__Supplied records__
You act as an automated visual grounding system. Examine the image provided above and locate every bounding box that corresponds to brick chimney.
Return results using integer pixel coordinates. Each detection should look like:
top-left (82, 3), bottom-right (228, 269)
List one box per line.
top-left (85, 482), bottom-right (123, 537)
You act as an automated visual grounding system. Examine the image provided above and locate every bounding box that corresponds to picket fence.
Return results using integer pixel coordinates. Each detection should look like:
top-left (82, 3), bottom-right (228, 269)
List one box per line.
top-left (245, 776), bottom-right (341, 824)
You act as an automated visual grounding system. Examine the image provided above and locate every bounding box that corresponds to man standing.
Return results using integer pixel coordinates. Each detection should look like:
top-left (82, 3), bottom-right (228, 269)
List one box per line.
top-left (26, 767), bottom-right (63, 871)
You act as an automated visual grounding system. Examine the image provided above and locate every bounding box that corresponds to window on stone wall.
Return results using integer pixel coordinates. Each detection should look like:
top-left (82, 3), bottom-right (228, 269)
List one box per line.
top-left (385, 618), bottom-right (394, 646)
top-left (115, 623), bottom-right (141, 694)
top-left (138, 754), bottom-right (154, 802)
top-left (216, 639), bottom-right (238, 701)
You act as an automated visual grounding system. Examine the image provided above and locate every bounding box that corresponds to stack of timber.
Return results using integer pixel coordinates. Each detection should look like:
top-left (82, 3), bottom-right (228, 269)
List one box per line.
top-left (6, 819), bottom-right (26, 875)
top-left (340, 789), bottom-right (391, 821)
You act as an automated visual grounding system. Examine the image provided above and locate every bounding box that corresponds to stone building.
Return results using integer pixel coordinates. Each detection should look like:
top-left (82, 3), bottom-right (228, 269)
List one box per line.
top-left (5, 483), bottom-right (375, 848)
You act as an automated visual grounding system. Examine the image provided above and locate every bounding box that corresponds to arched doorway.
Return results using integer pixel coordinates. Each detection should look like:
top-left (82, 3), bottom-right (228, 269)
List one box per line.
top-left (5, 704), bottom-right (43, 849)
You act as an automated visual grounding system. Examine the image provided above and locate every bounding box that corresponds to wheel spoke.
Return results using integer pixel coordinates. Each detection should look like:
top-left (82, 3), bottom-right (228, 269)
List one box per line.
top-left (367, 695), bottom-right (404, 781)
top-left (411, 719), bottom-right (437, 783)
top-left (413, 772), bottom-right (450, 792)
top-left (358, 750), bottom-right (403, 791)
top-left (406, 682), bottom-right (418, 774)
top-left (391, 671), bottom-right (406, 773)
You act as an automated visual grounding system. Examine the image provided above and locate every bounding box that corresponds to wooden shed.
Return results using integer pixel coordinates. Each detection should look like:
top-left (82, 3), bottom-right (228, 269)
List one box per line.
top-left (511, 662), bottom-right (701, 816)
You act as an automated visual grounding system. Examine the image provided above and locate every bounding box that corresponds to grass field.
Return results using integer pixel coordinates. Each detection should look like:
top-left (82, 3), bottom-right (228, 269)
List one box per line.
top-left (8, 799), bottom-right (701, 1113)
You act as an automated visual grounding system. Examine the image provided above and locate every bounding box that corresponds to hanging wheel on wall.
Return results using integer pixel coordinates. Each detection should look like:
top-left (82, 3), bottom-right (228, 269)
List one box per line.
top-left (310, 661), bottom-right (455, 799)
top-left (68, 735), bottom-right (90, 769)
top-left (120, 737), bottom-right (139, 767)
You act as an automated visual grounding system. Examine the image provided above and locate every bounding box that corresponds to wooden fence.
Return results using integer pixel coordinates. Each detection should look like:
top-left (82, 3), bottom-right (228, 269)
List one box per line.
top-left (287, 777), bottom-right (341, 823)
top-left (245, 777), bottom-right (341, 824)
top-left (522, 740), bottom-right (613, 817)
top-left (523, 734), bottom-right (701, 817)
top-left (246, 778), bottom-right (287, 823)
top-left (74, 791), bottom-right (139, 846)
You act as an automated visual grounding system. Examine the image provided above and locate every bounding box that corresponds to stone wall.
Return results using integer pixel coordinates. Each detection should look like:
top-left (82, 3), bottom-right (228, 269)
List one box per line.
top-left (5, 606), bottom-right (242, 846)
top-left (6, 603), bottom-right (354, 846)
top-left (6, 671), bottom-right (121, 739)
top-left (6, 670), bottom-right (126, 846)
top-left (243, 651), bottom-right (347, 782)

__What this task involves__
Copy out, in full, each line above that has the word "wooden" in it.

__Exercise solution__
You act as an automated visual grounding system. Examine the image provided above and locate every bounding box that corresponds to wooden shed.
You act as an automated visual grounding system. Examine the image provided above and locate every bounding box that corresponds to wooden fence.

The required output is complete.